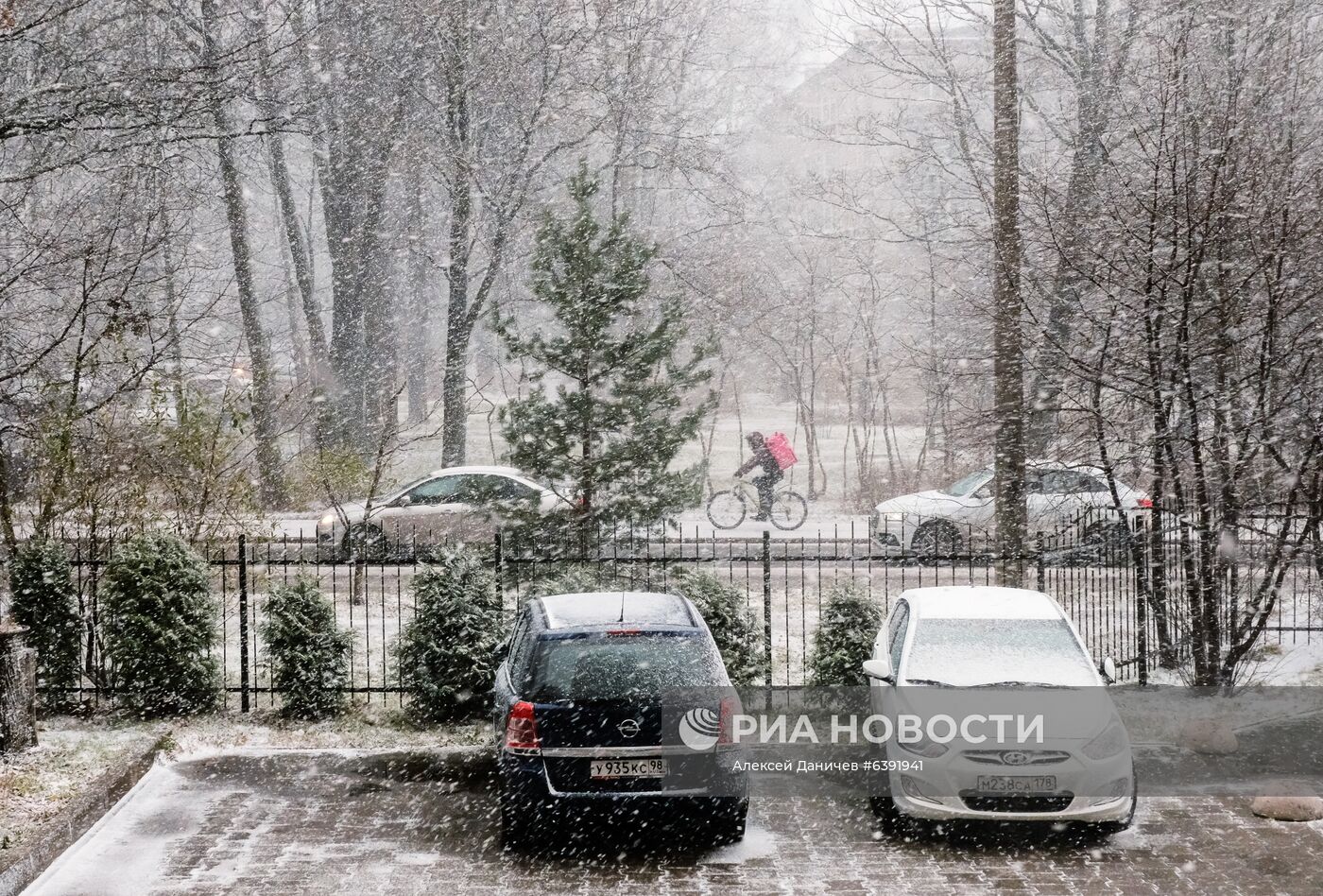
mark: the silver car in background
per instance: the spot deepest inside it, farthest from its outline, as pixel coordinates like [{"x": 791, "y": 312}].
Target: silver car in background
[
  {"x": 445, "y": 505},
  {"x": 958, "y": 518}
]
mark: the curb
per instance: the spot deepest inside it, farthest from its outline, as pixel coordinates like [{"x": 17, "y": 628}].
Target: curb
[{"x": 49, "y": 840}]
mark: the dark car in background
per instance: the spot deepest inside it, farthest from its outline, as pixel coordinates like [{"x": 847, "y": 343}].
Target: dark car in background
[{"x": 617, "y": 704}]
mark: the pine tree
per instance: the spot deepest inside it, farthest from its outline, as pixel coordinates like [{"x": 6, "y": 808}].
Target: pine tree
[
  {"x": 46, "y": 604},
  {"x": 609, "y": 404},
  {"x": 844, "y": 638},
  {"x": 310, "y": 655},
  {"x": 447, "y": 653},
  {"x": 161, "y": 625}
]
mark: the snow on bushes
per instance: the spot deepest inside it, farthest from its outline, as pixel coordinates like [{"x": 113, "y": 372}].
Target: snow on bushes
[
  {"x": 844, "y": 638},
  {"x": 310, "y": 655},
  {"x": 159, "y": 625},
  {"x": 447, "y": 653},
  {"x": 725, "y": 609},
  {"x": 43, "y": 601}
]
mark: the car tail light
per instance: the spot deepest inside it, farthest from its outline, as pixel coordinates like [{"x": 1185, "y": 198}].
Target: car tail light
[
  {"x": 522, "y": 728},
  {"x": 727, "y": 726}
]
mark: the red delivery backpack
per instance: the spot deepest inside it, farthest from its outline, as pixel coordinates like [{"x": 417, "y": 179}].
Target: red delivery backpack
[{"x": 780, "y": 448}]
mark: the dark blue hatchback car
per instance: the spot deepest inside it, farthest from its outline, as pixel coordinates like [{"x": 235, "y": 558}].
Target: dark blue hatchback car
[{"x": 619, "y": 703}]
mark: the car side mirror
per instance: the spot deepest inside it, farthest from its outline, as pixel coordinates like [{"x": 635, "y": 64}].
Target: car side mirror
[
  {"x": 880, "y": 670},
  {"x": 1108, "y": 668}
]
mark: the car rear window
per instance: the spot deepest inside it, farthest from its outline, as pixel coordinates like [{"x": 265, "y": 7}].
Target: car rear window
[{"x": 602, "y": 666}]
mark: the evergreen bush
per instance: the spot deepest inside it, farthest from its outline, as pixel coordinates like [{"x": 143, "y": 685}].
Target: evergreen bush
[
  {"x": 725, "y": 609},
  {"x": 844, "y": 638},
  {"x": 159, "y": 628},
  {"x": 447, "y": 653},
  {"x": 45, "y": 601},
  {"x": 308, "y": 654}
]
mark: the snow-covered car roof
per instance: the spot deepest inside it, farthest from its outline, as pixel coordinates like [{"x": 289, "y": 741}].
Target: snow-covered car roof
[
  {"x": 1039, "y": 463},
  {"x": 614, "y": 608},
  {"x": 981, "y": 602},
  {"x": 478, "y": 470}
]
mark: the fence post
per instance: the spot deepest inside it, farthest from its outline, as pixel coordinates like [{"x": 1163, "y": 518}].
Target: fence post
[
  {"x": 1143, "y": 592},
  {"x": 496, "y": 567},
  {"x": 766, "y": 609},
  {"x": 1040, "y": 561},
  {"x": 244, "y": 673},
  {"x": 17, "y": 690}
]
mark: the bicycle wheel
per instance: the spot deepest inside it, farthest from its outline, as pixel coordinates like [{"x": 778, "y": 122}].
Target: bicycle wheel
[
  {"x": 727, "y": 508},
  {"x": 789, "y": 509}
]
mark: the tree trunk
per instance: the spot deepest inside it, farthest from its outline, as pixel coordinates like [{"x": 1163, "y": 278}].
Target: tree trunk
[
  {"x": 419, "y": 330},
  {"x": 17, "y": 691},
  {"x": 454, "y": 394},
  {"x": 270, "y": 466},
  {"x": 1008, "y": 307}
]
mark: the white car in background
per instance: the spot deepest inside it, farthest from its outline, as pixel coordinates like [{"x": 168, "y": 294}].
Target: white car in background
[
  {"x": 946, "y": 522},
  {"x": 445, "y": 505},
  {"x": 972, "y": 651}
]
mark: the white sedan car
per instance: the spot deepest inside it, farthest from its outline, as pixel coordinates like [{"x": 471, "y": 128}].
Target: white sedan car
[
  {"x": 981, "y": 653},
  {"x": 449, "y": 503},
  {"x": 946, "y": 522}
]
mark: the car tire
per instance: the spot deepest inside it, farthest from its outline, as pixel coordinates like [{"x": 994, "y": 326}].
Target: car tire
[
  {"x": 936, "y": 541},
  {"x": 1108, "y": 543},
  {"x": 367, "y": 539},
  {"x": 1108, "y": 829},
  {"x": 889, "y": 818}
]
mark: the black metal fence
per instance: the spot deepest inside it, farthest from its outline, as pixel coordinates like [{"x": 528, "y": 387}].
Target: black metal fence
[{"x": 1102, "y": 584}]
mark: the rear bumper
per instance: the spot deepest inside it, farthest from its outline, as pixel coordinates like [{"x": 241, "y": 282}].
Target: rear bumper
[{"x": 558, "y": 779}]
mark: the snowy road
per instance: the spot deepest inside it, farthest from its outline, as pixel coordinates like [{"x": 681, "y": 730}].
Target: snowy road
[
  {"x": 399, "y": 825},
  {"x": 692, "y": 526}
]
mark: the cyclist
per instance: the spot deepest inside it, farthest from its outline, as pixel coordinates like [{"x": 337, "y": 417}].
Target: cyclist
[{"x": 771, "y": 474}]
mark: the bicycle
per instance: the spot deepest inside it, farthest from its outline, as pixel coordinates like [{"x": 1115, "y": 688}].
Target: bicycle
[{"x": 730, "y": 508}]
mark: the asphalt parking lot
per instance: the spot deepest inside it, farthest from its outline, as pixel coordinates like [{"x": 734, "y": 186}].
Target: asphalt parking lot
[{"x": 396, "y": 823}]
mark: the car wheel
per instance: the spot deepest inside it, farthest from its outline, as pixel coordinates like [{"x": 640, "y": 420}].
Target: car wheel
[
  {"x": 1108, "y": 829},
  {"x": 889, "y": 818},
  {"x": 1108, "y": 541},
  {"x": 364, "y": 541},
  {"x": 936, "y": 541}
]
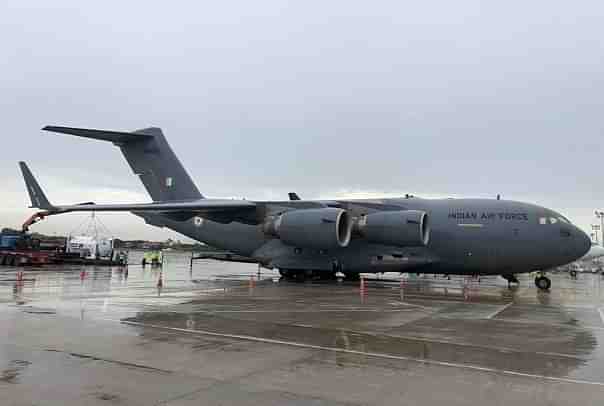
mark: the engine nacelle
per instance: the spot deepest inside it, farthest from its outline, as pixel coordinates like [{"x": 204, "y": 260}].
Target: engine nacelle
[
  {"x": 312, "y": 228},
  {"x": 406, "y": 228}
]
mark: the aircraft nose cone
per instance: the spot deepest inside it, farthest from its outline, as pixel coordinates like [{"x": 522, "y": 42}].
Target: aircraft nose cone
[{"x": 582, "y": 242}]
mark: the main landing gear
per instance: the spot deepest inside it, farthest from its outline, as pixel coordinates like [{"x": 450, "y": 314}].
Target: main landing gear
[
  {"x": 301, "y": 275},
  {"x": 511, "y": 278},
  {"x": 543, "y": 282}
]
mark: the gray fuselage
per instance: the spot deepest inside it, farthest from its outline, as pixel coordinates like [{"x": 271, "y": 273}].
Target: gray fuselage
[{"x": 468, "y": 236}]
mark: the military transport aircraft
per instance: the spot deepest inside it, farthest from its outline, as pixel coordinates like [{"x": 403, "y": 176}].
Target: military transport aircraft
[{"x": 304, "y": 238}]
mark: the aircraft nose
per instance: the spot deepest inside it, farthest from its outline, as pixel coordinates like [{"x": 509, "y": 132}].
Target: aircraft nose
[{"x": 582, "y": 242}]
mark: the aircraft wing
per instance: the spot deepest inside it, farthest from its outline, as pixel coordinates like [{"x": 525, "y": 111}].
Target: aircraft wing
[{"x": 216, "y": 209}]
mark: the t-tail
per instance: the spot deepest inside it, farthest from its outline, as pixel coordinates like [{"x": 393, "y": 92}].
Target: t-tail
[
  {"x": 36, "y": 194},
  {"x": 150, "y": 157}
]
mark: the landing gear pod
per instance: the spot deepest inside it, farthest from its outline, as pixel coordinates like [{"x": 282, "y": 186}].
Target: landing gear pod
[
  {"x": 406, "y": 228},
  {"x": 312, "y": 228}
]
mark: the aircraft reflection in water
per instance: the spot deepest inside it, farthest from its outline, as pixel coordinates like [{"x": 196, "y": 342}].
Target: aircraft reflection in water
[{"x": 304, "y": 238}]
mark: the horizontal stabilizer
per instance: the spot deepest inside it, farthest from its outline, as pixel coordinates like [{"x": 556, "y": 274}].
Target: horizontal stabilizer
[
  {"x": 36, "y": 194},
  {"x": 116, "y": 137}
]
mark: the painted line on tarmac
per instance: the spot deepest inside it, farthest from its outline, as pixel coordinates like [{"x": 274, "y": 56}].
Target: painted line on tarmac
[
  {"x": 367, "y": 354},
  {"x": 499, "y": 310}
]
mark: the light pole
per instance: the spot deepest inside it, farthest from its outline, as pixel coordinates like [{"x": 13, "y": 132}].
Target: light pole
[{"x": 600, "y": 215}]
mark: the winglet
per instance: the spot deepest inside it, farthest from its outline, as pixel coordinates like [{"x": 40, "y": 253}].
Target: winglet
[{"x": 38, "y": 198}]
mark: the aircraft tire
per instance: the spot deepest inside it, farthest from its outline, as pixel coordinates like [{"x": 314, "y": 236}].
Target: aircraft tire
[
  {"x": 352, "y": 276},
  {"x": 543, "y": 283}
]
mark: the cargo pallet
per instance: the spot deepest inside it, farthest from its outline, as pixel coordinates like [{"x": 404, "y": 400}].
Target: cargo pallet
[{"x": 26, "y": 258}]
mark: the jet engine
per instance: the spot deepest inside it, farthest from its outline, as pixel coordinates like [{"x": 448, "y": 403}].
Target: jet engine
[
  {"x": 312, "y": 228},
  {"x": 407, "y": 228}
]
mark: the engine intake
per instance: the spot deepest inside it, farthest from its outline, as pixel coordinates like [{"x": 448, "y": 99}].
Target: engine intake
[
  {"x": 407, "y": 228},
  {"x": 312, "y": 228}
]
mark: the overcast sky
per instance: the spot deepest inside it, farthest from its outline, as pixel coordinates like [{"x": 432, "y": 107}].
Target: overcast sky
[{"x": 325, "y": 98}]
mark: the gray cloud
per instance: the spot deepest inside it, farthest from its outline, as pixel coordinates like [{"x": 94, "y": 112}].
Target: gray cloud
[{"x": 260, "y": 98}]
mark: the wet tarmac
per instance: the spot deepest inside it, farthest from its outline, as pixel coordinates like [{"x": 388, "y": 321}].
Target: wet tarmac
[{"x": 222, "y": 334}]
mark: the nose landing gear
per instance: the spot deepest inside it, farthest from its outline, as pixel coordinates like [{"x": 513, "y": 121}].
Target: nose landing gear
[{"x": 543, "y": 282}]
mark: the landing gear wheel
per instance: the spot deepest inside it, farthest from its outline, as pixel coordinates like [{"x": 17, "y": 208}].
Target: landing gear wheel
[
  {"x": 327, "y": 276},
  {"x": 287, "y": 273},
  {"x": 352, "y": 276},
  {"x": 543, "y": 282}
]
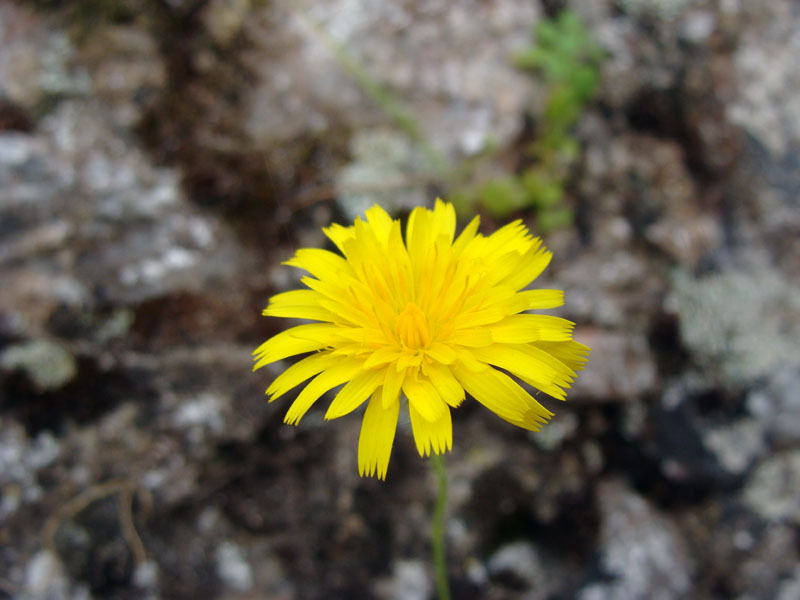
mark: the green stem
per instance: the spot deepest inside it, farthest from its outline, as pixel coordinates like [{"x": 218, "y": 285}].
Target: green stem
[{"x": 439, "y": 559}]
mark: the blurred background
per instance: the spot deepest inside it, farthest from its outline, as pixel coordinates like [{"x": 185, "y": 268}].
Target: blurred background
[{"x": 160, "y": 158}]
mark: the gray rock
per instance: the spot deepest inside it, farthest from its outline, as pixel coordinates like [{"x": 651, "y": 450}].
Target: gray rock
[
  {"x": 740, "y": 324},
  {"x": 736, "y": 445},
  {"x": 773, "y": 490},
  {"x": 47, "y": 364},
  {"x": 450, "y": 64},
  {"x": 641, "y": 551},
  {"x": 410, "y": 581},
  {"x": 522, "y": 560},
  {"x": 776, "y": 405},
  {"x": 386, "y": 168},
  {"x": 767, "y": 105}
]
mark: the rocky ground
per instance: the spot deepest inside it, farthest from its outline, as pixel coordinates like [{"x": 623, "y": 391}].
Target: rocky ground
[{"x": 159, "y": 159}]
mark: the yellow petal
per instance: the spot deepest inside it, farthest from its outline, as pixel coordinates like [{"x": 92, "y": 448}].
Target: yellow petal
[
  {"x": 382, "y": 356},
  {"x": 376, "y": 438},
  {"x": 380, "y": 221},
  {"x": 445, "y": 383},
  {"x": 297, "y": 340},
  {"x": 436, "y": 436},
  {"x": 541, "y": 299},
  {"x": 503, "y": 396},
  {"x": 345, "y": 370},
  {"x": 532, "y": 365},
  {"x": 466, "y": 236},
  {"x": 473, "y": 338},
  {"x": 351, "y": 396},
  {"x": 299, "y": 372},
  {"x": 524, "y": 328},
  {"x": 424, "y": 398},
  {"x": 322, "y": 264},
  {"x": 529, "y": 268},
  {"x": 392, "y": 383},
  {"x": 298, "y": 304}
]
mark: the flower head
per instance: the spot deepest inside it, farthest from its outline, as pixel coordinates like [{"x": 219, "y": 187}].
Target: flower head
[{"x": 428, "y": 318}]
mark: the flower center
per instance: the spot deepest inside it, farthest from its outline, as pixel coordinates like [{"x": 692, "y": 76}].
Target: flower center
[{"x": 412, "y": 327}]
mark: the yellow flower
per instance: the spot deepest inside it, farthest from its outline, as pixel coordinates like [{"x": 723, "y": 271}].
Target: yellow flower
[{"x": 432, "y": 318}]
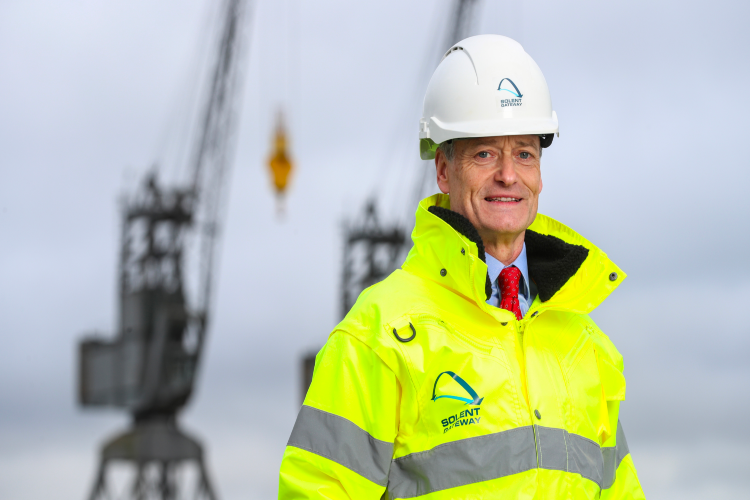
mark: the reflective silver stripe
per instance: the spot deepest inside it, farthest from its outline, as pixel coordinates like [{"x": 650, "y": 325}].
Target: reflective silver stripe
[
  {"x": 560, "y": 450},
  {"x": 342, "y": 441},
  {"x": 497, "y": 455},
  {"x": 613, "y": 455},
  {"x": 462, "y": 462}
]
****
__PROBLEM__
Write the lines from the line containing "mark: the flower head" through the last line of the data out again exactly, and only those lines; pictures stay out.

__TASK ANSWER__
mark: the flower head
per instance: the spot deepest inside it, farthest from its outline, as pixel coordinates like [{"x": 219, "y": 187}].
Target: flower head
[{"x": 428, "y": 318}]
mark: the flower center
per instance: the spot deepest inside it, farthest from its outline, as pixel coordinates like [{"x": 692, "y": 76}].
Target: flower center
[{"x": 412, "y": 327}]
mark: the yellow flower
per instance: the spot deepest inside it, farthest from its outline, as pixel coordinates like [{"x": 723, "y": 271}].
Target: yellow flower
[{"x": 432, "y": 318}]
mark: the reflective silver stripe
per instance: the spot deepest inside it, farthest from its outline, as pixel coordinates like [{"x": 650, "y": 325}].
Target: reflective silver stripe
[
  {"x": 560, "y": 450},
  {"x": 342, "y": 441},
  {"x": 497, "y": 455},
  {"x": 613, "y": 455},
  {"x": 462, "y": 462}
]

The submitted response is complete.